[GIVEN PROBLEM] Format the data below as a Markdown table with two columns, Row and Line. Give each non-blank line its own numbered row.

+++ MATERIAL FOR THIS TASK

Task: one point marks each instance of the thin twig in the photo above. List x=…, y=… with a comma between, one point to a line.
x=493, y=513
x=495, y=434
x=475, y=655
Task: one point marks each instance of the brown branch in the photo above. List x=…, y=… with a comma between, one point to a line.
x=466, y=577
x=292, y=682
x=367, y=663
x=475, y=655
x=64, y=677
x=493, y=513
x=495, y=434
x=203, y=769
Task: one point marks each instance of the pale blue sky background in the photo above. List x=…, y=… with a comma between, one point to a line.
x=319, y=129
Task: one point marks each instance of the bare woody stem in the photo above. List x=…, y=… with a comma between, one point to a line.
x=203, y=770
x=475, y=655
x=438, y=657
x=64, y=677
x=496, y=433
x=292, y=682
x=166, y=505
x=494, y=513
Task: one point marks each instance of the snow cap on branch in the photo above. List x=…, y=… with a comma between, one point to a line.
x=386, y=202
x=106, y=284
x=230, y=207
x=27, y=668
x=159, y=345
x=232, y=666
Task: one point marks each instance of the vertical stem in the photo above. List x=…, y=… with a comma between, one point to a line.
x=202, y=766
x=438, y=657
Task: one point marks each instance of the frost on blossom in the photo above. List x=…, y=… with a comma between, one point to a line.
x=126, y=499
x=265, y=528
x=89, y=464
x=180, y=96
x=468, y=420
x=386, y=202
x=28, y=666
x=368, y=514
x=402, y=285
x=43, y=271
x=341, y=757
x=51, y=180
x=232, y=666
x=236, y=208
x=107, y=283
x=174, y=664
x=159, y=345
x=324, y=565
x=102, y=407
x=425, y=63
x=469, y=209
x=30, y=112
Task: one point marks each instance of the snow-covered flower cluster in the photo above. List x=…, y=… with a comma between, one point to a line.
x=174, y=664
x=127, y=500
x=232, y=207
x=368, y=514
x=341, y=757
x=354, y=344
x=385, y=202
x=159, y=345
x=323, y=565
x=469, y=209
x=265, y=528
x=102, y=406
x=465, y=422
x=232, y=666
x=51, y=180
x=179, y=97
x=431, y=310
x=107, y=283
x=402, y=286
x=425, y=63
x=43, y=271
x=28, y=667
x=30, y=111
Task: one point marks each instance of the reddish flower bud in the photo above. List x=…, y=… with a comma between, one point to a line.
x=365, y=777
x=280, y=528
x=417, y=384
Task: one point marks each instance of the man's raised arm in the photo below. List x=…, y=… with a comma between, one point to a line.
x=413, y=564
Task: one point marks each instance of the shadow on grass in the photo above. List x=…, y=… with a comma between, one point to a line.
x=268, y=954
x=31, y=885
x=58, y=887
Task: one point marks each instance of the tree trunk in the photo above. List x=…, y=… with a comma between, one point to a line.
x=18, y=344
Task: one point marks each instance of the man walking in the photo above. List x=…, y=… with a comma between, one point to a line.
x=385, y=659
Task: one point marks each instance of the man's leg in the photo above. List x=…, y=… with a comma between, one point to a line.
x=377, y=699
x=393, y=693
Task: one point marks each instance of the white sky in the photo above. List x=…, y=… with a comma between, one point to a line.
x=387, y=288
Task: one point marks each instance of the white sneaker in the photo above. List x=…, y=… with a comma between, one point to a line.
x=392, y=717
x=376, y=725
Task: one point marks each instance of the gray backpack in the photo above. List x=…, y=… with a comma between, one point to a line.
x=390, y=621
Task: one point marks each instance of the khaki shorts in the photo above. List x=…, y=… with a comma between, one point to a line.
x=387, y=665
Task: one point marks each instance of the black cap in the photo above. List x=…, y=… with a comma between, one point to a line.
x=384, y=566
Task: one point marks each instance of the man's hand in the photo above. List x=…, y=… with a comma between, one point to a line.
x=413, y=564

++++++

[OUTPUT BELOW]
| Row | Line |
|---|---|
| 1 | Task: one point marks each instance of the thin twig in the photo above. List x=…, y=… with a comma between, one point to a line. |
| 2 | x=493, y=513 |
| 3 | x=495, y=434 |
| 4 | x=475, y=655 |
| 5 | Task: one point marks each instance of the brown branch in the photo above. List x=…, y=… with a comma between, one point to a line. |
| 6 | x=466, y=577 |
| 7 | x=292, y=682 |
| 8 | x=367, y=663 |
| 9 | x=475, y=655 |
| 10 | x=64, y=677 |
| 11 | x=493, y=513 |
| 12 | x=495, y=434 |
| 13 | x=203, y=769 |
| 14 | Task: one point marks each instance of the pale blue sky background in the photo above. List x=…, y=… with a comma between, one point to a line. |
| 15 | x=319, y=129 |
| 16 | Task: one point marks each instance of the bare woody stem in the photo above. List x=…, y=… with a comma between, one point to a line. |
| 17 | x=203, y=770 |
| 18 | x=475, y=655 |
| 19 | x=438, y=657 |
| 20 | x=64, y=677 |
| 21 | x=496, y=433 |
| 22 | x=292, y=682 |
| 23 | x=166, y=505 |
| 24 | x=494, y=513 |
| 25 | Task: one point marks each instance of the snow cap on branch in the photo above. List x=…, y=… with a comma between, one point to a line. |
| 26 | x=386, y=202 |
| 27 | x=106, y=284 |
| 28 | x=230, y=207 |
| 29 | x=27, y=668 |
| 30 | x=159, y=345 |
| 31 | x=232, y=666 |
| 32 | Task: one point marks each instance of the vertical stem in the photo above. List x=…, y=… with a comma between, one point to a line. |
| 33 | x=202, y=766 |
| 34 | x=438, y=657 |
| 35 | Task: one point marks each instance of the frost on blossom in the photo above. List x=…, y=… with a comma between, one point to a line. |
| 36 | x=126, y=499 |
| 37 | x=265, y=528 |
| 38 | x=89, y=464 |
| 39 | x=180, y=96 |
| 40 | x=468, y=420 |
| 41 | x=386, y=202 |
| 42 | x=28, y=666 |
| 43 | x=368, y=514 |
| 44 | x=402, y=285 |
| 45 | x=43, y=271 |
| 46 | x=341, y=757 |
| 47 | x=51, y=180 |
| 48 | x=232, y=666 |
| 49 | x=236, y=208 |
| 50 | x=107, y=283 |
| 51 | x=174, y=664 |
| 52 | x=159, y=345 |
| 53 | x=324, y=565 |
| 54 | x=102, y=407 |
| 55 | x=425, y=63 |
| 56 | x=469, y=209 |
| 57 | x=30, y=112 |
| 58 | Task: one point marks each instance of the snow-covered flower cluster in the photo above. List x=…, y=… with a comma between, one point to a line. |
| 59 | x=174, y=664 |
| 60 | x=127, y=500 |
| 61 | x=232, y=207 |
| 62 | x=368, y=514 |
| 63 | x=341, y=757 |
| 64 | x=354, y=344 |
| 65 | x=385, y=202 |
| 66 | x=159, y=345 |
| 67 | x=323, y=565 |
| 68 | x=469, y=209 |
| 69 | x=265, y=528 |
| 70 | x=102, y=406 |
| 71 | x=465, y=422 |
| 72 | x=232, y=666 |
| 73 | x=51, y=180 |
| 74 | x=179, y=97 |
| 75 | x=431, y=310 |
| 76 | x=107, y=283 |
| 77 | x=402, y=286 |
| 78 | x=425, y=63 |
| 79 | x=43, y=271 |
| 80 | x=28, y=667 |
| 81 | x=30, y=111 |
| 82 | Task: one point marks each instance of the reddish flower bud in the photo above. List x=…, y=… with a comma between, one point to a line. |
| 83 | x=365, y=777 |
| 84 | x=280, y=528 |
| 85 | x=417, y=384 |
| 86 | Task: one point marks each instance of the man's raised arm in the photo below. List x=…, y=… with a comma between, one point to a line. |
| 87 | x=413, y=564 |
| 88 | Task: one point marks each instance of the shadow on grass in the photo above. List x=…, y=… with a comma between, one point to a line. |
| 89 | x=268, y=954 |
| 90 | x=31, y=885 |
| 91 | x=58, y=887 |
| 92 | Task: one point marks each instance of the tree trunk in the photo above. List x=…, y=… with a comma between, one point to a line. |
| 93 | x=18, y=344 |
| 94 | Task: one point marks each instance of the man walking in the photo above. List x=…, y=… with a comma between, one point to a line. |
| 95 | x=385, y=659 |
| 96 | Task: one point marks each instance of the man's leg in the photo above. List x=…, y=… with a comma between, one point to a line. |
| 97 | x=377, y=699 |
| 98 | x=393, y=693 |
| 99 | Task: one point marks each instance of the white sky in the photo above. List x=…, y=… with a comma between, one point to a line. |
| 100 | x=387, y=288 |
| 101 | Task: one point marks each instance of the white sneaker in the photo above. List x=…, y=… with a comma between, one point to a line. |
| 102 | x=392, y=717 |
| 103 | x=376, y=725 |
| 104 | Task: one point marks each instance of the gray backpack in the photo above. List x=…, y=… with a comma between, one point to a line. |
| 105 | x=390, y=621 |
| 106 | Task: one point marks each instance of the khaki shorts in the photo above. List x=…, y=… with a comma between, one point to a line. |
| 107 | x=387, y=665 |
| 108 | Task: one point marks each instance of the black cap in the photo above. List x=…, y=… with a comma between, one point to a line. |
| 109 | x=384, y=566 |
| 110 | Task: one point marks each instance of the man's hand in the photo above. List x=…, y=… with a comma between, one point to a line. |
| 111 | x=413, y=564 |